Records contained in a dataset
------------------------------------------------------------
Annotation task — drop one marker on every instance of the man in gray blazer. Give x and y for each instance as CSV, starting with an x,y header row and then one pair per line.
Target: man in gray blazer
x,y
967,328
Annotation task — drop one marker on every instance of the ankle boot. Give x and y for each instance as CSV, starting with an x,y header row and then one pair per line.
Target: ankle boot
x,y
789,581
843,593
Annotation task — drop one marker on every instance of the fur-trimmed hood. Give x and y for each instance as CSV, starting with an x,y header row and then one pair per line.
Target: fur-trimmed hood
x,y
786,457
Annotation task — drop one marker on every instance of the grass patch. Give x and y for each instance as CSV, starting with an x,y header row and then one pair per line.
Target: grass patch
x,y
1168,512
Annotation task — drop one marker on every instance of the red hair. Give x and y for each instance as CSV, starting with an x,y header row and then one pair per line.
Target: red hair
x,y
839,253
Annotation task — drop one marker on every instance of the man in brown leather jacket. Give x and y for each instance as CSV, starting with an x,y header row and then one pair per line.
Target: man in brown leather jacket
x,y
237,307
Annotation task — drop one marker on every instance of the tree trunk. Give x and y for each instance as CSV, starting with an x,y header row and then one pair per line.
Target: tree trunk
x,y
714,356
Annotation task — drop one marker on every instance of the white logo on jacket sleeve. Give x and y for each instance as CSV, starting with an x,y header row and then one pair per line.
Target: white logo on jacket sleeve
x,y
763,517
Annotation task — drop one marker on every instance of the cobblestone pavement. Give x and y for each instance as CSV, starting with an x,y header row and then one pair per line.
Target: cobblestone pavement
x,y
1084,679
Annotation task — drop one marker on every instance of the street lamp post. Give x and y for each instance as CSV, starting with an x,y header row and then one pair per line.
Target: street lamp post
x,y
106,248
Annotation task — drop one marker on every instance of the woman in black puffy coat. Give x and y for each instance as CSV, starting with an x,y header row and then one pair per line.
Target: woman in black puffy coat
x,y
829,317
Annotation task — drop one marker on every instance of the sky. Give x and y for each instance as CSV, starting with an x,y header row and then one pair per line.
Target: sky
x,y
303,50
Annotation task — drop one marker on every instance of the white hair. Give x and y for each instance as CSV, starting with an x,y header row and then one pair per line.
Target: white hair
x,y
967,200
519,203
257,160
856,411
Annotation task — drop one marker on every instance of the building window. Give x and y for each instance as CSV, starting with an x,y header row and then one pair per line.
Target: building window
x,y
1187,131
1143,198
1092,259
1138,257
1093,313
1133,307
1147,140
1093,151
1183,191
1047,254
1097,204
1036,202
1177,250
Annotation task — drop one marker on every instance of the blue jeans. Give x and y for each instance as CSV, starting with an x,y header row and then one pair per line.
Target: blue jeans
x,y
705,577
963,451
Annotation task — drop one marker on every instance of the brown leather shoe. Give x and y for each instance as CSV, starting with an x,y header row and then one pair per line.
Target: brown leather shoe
------------------------------------------------------------
TASK PROMPT
Render every line of the data above as a JSON list of strings, one string per line, leaving out any blank lines.

COMPLETED EXERCISE
[
  "Annotation task — drop one marker on every instance of the man in gray blazer. Give x and y for each instance as CSV, starting with an x,y header row and then one pair per line.",
  "Target: man in gray blazer",
  "x,y",
  "967,328",
  "Annotation task — drop one marker on every instance of the ankle boot. Give x and y for each instance as CSV, starting with an x,y header row and then one pair per line.",
  "Target: ankle boot",
  "x,y",
  "789,581",
  "843,593",
  "Annotation task — drop one marker on every instance of the fur-trimmed hood. Give x and y for each instance as CSV, starting with an x,y header row and then one pair per line.",
  "Target: fur-trimmed hood",
  "x,y",
  "786,457",
  "Annotation task — drop one marker on every instance of the grass patch. Give x and y for each instance as CSV, starting with an x,y header row and then one pair per line.",
  "Target: grass patch",
  "x,y",
  "1168,512",
  "Annotation task — drop one marker on every instance of the red hair. Give x and y for each instance as CSV, starting with an x,y header row and then one pair per line.",
  "Target: red hair",
  "x,y",
  "839,253",
  "Annotation task — drop one marker on every instance of the man in brown leather jacket. Give x and y for each instance as CSV, starting with an x,y header row and then one pair per line.",
  "Target: man in brown leather jacket",
  "x,y",
  "237,307",
  "Annotation task — drop one marker on every instance of the tree trunk. Give x and y for each instance as CSV, starting with an x,y header row and then one pair per line.",
  "Target: tree trunk",
  "x,y",
  "714,356",
  "Annotation task — drop one marker on every instance of the white logo on jacket sleeve. Give x and y for each instance as CSV, starting with an x,y header row and then one pair per line.",
  "Target: white logo on jacket sleeve",
  "x,y",
  "763,517",
  "Annotation task — drop one marker on every instance of the cobblestone pavement. Give x and y for each instance as CSV, starting with an x,y header row and then one pair per line.",
  "Target: cobblestone pavement",
  "x,y",
  "1084,679",
  "Annotation task — drop one marker on every instance of the street lamp post. Give x and y for each instance as CSV, starting with an x,y header row and then one pair per line.",
  "Target: street lamp post",
  "x,y",
  "106,248",
  "Annotation task — drop one marker on every instance of the woman in black puffy coat. Give x and y for each instance as CSV, starting with an x,y header row and then one pair per line.",
  "Target: woman in black puffy coat",
  "x,y",
  "829,317",
  "Annotation task — drop one marker on every instance of the sky. Give x and y for each instance as CSV, starting with an x,y header row and then one pair per line.",
  "Target: sky",
  "x,y",
  "303,50",
  "Annotation task — drop one marker on every instance of the white hair. Give x and y for each instance as CSV, starting with an x,y header row and then one pair per line.",
  "Target: white hair",
  "x,y",
  "967,200",
  "519,203",
  "257,160",
  "856,411",
  "Annotation task — drop one marker on every instance of the building window. Give x and y for each instance as CSV, starting with an x,y header row and then one pair per line.",
  "Target: building window",
  "x,y",
  "1187,131",
  "1143,198",
  "1092,259",
  "1138,257",
  "1093,313",
  "1133,307",
  "1147,140",
  "1093,151",
  "1183,191",
  "1047,254",
  "1097,204",
  "1036,202",
  "1177,250",
  "Annotation task — drop one marker on every instance of the blue jeans. Give x and y for each instance as CSV, starting with an x,y header row and then one pair per line.",
  "Target: blue jeans",
  "x,y",
  "705,577",
  "963,451",
  "Annotation task — drop one marker on every instance of the brown leather shoe. Give x and y for each instance as CSV, starting with an x,y header row and then one pair per line.",
  "Target: brown leather shoe"
]